_TRECHO SELECIONADO_
══════════

Em uma carta de 1875 a Pyotr Lavrov, Marx de fato menciona alterações  
substanciais nos capítulos sobre a acumulação (MARX in MARX; ENGELS, 2020, p.  
313), mas essas alterações muito provavelmente se referem não tanto à pequena  
reelaboração do parágrafo que trouxemos acima, mas provavelmente aos extensos  
acréscimos que o autor fez ao texto que compunha a Seção VI da primeira edição. Por  
demais, depois de 1867 o autor acrescentou também diversas páginas ao texto  
original do capítulo sobre a assim chamada acumulação originária, de modo que muito  
bem poderia estar se referindo a isso. Não podemos nos esquecer ainda que já em  
novembro de 1867, antes do contato de Marx com a literatura narodniki, em uma carta  
a Victor Schily, o autor apontava a necessidade de se fazerem alterações no texto  
alemão para a tradução francesa (MARX in MARX; ENGELS, 2020, p. 231). Mas  
deixemos de lado essas especulações.

══════════

_LINHAS FORNECIDAS_

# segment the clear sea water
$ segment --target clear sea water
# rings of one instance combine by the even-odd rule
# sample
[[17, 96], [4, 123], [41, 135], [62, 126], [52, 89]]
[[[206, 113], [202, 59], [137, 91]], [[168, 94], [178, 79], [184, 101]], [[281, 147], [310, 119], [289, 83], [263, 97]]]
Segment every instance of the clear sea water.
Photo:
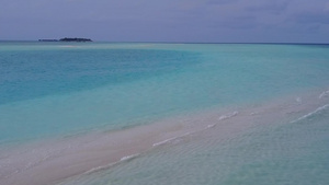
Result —
[[[0, 151], [318, 89], [329, 94], [328, 45], [2, 42]], [[257, 119], [227, 140], [209, 131], [63, 184], [328, 184], [322, 100], [309, 116]]]

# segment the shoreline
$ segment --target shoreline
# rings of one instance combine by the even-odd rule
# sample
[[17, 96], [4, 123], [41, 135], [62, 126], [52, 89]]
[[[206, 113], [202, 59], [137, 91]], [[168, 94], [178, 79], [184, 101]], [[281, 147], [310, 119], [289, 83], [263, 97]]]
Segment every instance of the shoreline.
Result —
[[[7, 184], [56, 184], [77, 175], [109, 169], [147, 154], [155, 148], [206, 137], [215, 131], [228, 139], [249, 128], [277, 120], [291, 123], [329, 105], [328, 89], [291, 94], [257, 105], [213, 109], [166, 118], [124, 130], [90, 132], [83, 136], [38, 141], [4, 151], [0, 178]], [[27, 183], [26, 183], [27, 182]]]

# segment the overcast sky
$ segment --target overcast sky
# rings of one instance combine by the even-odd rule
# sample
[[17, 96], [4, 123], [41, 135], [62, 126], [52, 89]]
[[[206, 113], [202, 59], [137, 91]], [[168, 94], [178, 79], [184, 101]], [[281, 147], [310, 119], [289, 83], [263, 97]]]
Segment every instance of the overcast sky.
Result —
[[329, 43], [328, 0], [0, 0], [0, 39]]

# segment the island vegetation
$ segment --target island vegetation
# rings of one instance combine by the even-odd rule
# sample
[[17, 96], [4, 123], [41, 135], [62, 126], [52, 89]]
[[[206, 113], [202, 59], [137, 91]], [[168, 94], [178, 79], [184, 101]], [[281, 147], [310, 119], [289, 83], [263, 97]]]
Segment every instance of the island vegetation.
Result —
[[38, 39], [39, 42], [92, 42], [90, 38], [70, 38], [65, 37], [60, 39]]

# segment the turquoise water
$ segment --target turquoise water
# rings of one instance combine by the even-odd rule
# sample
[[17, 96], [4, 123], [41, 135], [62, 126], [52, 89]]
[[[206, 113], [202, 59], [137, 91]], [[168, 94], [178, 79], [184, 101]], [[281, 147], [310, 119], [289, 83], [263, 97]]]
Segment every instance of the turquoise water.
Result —
[[[328, 71], [328, 45], [0, 43], [0, 143], [252, 109], [327, 91]], [[294, 97], [290, 106], [304, 101]], [[317, 107], [253, 119], [224, 140], [216, 127], [63, 184], [327, 184], [328, 106], [303, 117]]]
[[327, 84], [328, 47], [1, 43], [0, 141], [120, 129]]

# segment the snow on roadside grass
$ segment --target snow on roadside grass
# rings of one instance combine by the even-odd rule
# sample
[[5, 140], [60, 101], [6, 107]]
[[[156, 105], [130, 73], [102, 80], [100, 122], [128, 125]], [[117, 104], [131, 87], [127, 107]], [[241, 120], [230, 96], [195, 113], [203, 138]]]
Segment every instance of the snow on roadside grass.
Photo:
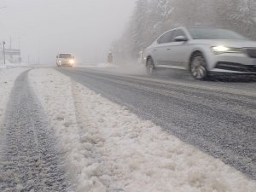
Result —
[[30, 79], [78, 191], [253, 192], [254, 181], [54, 69]]

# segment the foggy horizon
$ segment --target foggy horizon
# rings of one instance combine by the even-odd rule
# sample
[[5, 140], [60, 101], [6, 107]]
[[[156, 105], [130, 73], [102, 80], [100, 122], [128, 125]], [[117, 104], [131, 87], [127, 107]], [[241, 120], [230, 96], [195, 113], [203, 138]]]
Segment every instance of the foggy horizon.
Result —
[[[0, 39], [21, 49], [22, 61], [55, 64], [60, 52], [79, 63], [104, 62], [136, 0], [0, 0]], [[57, 14], [56, 14], [57, 13]], [[102, 14], [103, 13], [103, 14]]]

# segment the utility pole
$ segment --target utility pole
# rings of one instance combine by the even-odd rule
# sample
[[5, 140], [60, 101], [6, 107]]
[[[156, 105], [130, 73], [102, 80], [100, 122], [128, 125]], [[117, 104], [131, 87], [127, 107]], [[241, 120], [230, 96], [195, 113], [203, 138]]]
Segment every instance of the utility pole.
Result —
[[3, 41], [3, 65], [5, 65], [5, 42]]

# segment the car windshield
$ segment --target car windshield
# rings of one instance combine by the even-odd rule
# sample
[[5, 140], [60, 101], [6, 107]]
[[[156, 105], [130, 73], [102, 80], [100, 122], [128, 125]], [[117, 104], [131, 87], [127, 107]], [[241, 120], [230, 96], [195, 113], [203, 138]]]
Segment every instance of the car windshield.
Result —
[[62, 59], [71, 59], [72, 55], [70, 54], [60, 54], [59, 57]]
[[236, 39], [247, 40], [247, 38], [235, 32], [226, 29], [214, 28], [189, 28], [194, 39]]

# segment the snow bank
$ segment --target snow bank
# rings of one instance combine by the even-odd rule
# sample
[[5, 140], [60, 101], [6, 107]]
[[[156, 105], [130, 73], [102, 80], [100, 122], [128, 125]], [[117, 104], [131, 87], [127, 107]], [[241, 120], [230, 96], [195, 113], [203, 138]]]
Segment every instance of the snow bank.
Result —
[[118, 66], [112, 63], [98, 63], [96, 64], [96, 67], [100, 67], [100, 68], [118, 67]]
[[54, 69], [30, 79], [78, 191], [253, 192], [254, 181]]
[[3, 146], [1, 136], [3, 135], [2, 134], [1, 125], [3, 124], [6, 108], [15, 81], [19, 74], [25, 70], [25, 68], [7, 69], [6, 67], [0, 67], [0, 160], [1, 146]]

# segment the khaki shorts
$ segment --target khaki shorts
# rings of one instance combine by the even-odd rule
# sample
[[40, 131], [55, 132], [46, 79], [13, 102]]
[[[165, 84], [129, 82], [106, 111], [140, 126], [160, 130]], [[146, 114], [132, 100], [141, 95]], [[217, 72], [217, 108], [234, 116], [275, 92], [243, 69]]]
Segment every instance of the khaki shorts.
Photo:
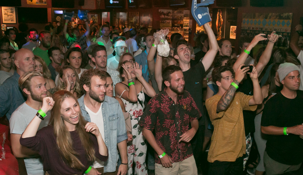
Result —
[[162, 165], [155, 164], [155, 175], [198, 175], [198, 169], [194, 156], [181, 162], [171, 164], [172, 167], [165, 168]]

══════════

_O QUE SE PEDE_
A - Segundo o trecho, a quem Marx escreveu em novembro de 1867 apontando a necessidade de alterar o texto alemão para a tradução francesa?
B - Traduza para o inglês esta frase do trecho: "Mas deixemos de lado essas especulações."
As linhas não têm relação com o trecho.

_RESPOSTAS DO EXERCÍCIO_
A - A Victor Schily.

B - But let us set these speculations aside.